PROBLEM REQUIREMENTS: Copy the lines of the material below word for word, from the line containing "Category: the red metal roof" through the line containing "pixel 232 142", with both of those lines included.
Start of ENTRIES PROVIDED
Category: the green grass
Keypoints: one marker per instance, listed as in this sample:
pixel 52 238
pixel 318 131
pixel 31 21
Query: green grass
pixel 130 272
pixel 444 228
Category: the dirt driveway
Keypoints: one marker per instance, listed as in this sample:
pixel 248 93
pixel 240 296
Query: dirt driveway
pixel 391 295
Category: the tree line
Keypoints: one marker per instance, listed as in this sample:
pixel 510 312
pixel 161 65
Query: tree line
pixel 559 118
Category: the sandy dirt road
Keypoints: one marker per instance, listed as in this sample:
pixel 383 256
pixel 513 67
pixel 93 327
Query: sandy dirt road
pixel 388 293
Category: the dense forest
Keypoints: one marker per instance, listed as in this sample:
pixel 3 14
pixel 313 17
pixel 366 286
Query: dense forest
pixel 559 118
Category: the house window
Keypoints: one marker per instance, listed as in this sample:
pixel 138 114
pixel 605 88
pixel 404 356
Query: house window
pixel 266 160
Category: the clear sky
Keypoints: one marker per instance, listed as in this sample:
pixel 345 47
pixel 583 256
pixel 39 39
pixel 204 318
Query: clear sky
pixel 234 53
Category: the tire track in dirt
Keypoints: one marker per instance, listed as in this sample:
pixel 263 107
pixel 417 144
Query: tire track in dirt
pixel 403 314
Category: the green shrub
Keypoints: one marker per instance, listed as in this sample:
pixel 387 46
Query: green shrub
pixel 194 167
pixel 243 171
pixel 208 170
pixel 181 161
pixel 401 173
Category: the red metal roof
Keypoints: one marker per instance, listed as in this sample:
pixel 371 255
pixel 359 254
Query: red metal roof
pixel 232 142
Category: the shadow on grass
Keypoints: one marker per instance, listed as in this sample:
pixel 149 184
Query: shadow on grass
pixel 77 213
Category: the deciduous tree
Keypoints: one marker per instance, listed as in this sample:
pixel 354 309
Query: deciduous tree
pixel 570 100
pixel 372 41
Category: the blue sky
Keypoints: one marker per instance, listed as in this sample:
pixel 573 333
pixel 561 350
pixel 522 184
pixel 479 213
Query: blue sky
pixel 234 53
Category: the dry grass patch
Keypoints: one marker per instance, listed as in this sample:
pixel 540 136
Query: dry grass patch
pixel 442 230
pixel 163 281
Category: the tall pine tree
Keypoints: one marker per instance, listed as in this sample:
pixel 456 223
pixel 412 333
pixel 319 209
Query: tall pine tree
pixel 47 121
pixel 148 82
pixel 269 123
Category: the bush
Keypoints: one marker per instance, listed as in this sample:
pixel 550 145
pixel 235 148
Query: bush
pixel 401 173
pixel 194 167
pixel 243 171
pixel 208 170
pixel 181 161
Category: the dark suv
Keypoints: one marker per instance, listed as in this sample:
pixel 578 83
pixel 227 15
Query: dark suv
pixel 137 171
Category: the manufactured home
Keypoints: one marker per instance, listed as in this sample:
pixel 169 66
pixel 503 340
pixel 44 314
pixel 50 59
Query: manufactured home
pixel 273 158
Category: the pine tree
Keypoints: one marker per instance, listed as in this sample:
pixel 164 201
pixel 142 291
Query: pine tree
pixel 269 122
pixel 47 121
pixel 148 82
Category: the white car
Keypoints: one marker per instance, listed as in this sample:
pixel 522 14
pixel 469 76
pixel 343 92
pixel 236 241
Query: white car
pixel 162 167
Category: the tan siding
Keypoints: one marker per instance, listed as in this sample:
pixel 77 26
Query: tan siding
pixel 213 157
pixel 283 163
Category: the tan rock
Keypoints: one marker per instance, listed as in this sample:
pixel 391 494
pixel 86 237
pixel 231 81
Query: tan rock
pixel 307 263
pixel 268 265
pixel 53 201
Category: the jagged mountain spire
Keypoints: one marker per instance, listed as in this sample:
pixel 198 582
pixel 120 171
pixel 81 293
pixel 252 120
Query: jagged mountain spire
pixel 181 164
End of ENTRIES PROVIDED
RESULT OF THIS EXERCISE:
Category: the red metal roof
Keypoints: one marker per instance, listed as in this sample:
pixel 371 255
pixel 359 254
Query: red metal roof
pixel 232 142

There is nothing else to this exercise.